_MATERIALS PROVIDED:_
━━━━━━━━━━

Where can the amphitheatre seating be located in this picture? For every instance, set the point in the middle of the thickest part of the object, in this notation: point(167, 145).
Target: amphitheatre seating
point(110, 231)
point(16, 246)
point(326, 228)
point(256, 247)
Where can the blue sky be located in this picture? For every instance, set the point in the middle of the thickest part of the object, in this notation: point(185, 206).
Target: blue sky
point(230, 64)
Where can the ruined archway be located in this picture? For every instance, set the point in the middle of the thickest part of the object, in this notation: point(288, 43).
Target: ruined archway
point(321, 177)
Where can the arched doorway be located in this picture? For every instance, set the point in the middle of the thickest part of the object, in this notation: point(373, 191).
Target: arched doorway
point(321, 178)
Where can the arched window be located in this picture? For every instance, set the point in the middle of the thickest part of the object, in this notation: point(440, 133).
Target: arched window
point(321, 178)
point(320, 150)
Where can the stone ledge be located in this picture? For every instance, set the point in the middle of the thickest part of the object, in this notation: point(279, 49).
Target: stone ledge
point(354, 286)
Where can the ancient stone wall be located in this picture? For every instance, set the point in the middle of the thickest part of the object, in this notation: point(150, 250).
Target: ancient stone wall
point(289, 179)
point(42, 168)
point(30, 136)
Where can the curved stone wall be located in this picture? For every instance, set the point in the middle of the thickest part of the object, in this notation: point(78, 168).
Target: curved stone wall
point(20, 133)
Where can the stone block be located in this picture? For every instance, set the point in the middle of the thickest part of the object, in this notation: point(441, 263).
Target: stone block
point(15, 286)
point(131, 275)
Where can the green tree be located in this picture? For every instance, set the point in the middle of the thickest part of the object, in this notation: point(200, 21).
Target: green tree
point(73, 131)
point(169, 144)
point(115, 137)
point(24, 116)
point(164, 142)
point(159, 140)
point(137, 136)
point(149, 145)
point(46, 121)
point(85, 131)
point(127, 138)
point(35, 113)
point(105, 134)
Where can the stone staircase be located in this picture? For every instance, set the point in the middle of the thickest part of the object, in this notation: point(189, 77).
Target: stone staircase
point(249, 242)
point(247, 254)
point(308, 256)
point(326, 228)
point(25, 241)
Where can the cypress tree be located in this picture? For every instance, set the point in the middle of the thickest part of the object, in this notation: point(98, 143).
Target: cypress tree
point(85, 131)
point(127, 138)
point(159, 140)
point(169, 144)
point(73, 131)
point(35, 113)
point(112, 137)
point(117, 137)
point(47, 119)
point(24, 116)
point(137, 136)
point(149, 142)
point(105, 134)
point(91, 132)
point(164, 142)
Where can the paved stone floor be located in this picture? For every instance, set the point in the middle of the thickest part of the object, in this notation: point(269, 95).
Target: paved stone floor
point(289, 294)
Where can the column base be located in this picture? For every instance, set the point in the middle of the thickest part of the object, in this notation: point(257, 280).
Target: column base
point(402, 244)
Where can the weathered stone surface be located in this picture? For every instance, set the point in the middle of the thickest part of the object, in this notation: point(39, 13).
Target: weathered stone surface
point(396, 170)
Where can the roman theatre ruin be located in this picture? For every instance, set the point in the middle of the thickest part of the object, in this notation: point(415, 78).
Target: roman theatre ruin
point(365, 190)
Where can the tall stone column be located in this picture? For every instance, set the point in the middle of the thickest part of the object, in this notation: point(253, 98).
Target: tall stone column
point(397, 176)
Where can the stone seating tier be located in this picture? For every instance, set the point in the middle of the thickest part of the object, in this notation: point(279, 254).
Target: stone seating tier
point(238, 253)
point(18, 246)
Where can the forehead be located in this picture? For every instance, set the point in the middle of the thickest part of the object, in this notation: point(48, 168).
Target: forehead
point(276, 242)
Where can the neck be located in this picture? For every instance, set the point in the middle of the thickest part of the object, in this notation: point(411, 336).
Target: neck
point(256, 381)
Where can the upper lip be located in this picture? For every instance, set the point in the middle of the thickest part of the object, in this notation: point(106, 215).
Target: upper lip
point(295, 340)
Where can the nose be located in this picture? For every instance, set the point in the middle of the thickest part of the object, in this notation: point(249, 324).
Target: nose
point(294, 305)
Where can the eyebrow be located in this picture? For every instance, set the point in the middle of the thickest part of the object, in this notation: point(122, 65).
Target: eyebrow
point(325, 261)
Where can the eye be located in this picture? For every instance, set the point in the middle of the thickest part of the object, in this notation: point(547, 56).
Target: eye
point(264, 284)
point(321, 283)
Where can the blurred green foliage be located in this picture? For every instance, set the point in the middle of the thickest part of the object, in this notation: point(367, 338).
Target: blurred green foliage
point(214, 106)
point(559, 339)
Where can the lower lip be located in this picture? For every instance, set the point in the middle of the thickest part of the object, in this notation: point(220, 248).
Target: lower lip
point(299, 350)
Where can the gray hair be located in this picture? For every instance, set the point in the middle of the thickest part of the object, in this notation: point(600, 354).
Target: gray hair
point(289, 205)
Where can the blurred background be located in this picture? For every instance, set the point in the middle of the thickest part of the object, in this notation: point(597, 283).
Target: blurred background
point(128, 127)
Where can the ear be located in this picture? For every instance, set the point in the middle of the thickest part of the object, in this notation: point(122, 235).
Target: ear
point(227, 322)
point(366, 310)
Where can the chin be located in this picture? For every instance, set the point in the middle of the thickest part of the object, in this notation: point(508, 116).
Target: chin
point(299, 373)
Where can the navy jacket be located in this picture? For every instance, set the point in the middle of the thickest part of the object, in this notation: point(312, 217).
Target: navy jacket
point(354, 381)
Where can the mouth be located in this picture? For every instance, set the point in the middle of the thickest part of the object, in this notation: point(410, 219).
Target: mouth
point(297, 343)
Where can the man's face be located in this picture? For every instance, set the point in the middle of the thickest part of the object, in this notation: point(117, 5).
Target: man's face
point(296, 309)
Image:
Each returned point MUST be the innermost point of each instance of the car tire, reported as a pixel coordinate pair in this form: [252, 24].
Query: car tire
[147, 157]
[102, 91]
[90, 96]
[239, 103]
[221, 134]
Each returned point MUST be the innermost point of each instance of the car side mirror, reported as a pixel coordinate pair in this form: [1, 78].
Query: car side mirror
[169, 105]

━━━━━━━━━━

_TASK:_ Please write out exactly the line containing "Target: man's face" and every line after it through the end of the records, nothing more.

_ANSWER AREA:_
Target: man's face
point(296, 309)
Image:
Each returned point MUST be the innermost point of each instance of the car tire, reported as a pixel coordinate pair in this form: [252, 24].
Query: car tire
[147, 157]
[102, 91]
[90, 96]
[239, 103]
[221, 134]
Each returned point MUST be the innermost point of each instance of the car side mirror, reported as a pixel coordinate pair in this form: [1, 78].
Query: car side mirror
[169, 105]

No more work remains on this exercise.